* Extracted records
********

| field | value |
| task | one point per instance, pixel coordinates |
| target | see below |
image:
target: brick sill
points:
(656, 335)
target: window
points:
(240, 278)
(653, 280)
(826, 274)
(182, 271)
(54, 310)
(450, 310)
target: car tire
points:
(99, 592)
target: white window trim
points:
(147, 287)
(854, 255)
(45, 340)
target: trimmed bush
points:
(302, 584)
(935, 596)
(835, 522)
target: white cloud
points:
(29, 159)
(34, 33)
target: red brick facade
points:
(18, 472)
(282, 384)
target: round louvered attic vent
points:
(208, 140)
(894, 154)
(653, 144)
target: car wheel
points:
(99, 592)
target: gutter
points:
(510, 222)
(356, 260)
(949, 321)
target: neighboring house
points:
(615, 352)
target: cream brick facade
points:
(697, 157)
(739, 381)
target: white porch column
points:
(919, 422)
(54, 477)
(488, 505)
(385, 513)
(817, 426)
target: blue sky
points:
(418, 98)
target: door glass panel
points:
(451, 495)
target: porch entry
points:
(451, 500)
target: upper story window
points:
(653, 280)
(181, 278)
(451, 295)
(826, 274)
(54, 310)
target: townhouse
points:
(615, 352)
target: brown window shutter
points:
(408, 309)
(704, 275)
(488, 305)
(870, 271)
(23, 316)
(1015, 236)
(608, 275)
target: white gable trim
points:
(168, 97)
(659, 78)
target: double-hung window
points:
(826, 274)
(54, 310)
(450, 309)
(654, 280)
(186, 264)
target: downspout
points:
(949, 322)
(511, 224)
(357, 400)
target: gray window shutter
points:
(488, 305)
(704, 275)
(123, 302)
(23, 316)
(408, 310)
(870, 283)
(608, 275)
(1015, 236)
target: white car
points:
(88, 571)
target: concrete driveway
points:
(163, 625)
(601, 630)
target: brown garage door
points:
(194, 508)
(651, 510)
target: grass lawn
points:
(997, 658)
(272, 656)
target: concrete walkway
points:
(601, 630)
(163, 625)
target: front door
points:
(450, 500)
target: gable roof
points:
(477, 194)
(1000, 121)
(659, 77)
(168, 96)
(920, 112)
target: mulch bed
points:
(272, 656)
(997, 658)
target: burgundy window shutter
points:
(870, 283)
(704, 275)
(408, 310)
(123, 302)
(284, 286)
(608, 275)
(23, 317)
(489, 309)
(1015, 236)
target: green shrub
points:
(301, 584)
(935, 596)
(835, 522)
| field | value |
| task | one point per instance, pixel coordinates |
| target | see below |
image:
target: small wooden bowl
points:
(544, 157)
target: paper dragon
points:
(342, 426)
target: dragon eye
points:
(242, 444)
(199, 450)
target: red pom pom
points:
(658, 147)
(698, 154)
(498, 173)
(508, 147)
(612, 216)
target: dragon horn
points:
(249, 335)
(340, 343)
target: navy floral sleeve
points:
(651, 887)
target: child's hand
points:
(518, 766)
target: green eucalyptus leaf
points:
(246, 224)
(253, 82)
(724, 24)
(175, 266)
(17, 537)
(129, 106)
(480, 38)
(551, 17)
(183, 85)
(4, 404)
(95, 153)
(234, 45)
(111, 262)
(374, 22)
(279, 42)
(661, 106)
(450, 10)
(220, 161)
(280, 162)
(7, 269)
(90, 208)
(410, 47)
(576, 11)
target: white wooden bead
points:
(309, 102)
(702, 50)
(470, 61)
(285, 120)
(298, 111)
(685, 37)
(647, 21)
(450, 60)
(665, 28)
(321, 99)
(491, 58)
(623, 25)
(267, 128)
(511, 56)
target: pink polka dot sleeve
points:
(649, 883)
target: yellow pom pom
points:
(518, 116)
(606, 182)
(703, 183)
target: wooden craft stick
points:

********

* What the task asks
From the data above, output exactly the lines between the one containing "target: porch entry" and the one containing "target: green shrub", counting both of them.

* Expected answer
target: porch entry
points:
(451, 500)
target: upper story window
points:
(653, 280)
(181, 278)
(451, 295)
(826, 274)
(54, 310)
target: townhouse
points:
(615, 352)
target: brown window shutter
points:
(408, 309)
(704, 275)
(488, 305)
(870, 271)
(23, 316)
(1015, 236)
(608, 275)
target: white gable trim
points:
(168, 97)
(659, 78)
target: double-hung window
points:
(826, 274)
(54, 310)
(450, 309)
(654, 280)
(186, 264)
target: downspout
points:
(949, 322)
(511, 224)
(357, 400)
target: gray window shutter
points:
(488, 305)
(704, 275)
(123, 302)
(23, 316)
(408, 310)
(870, 283)
(608, 275)
(1015, 236)
target: white car
points:
(88, 571)
target: concrete driveway
points:
(163, 625)
(601, 630)
target: brown garage door
points:
(194, 508)
(651, 510)
target: grass lawn
points:
(997, 658)
(272, 656)
target: concrete walkway
points:
(601, 630)
(163, 625)
target: front door
points:
(450, 500)
target: gable roof
points:
(477, 194)
(1000, 121)
(659, 77)
(168, 96)
(920, 112)
target: mulch bed
points:
(272, 656)
(997, 658)
target: burgundy window shutter
points:
(870, 283)
(704, 275)
(408, 310)
(123, 302)
(284, 286)
(608, 275)
(23, 317)
(489, 309)
(1015, 236)
target: green shrub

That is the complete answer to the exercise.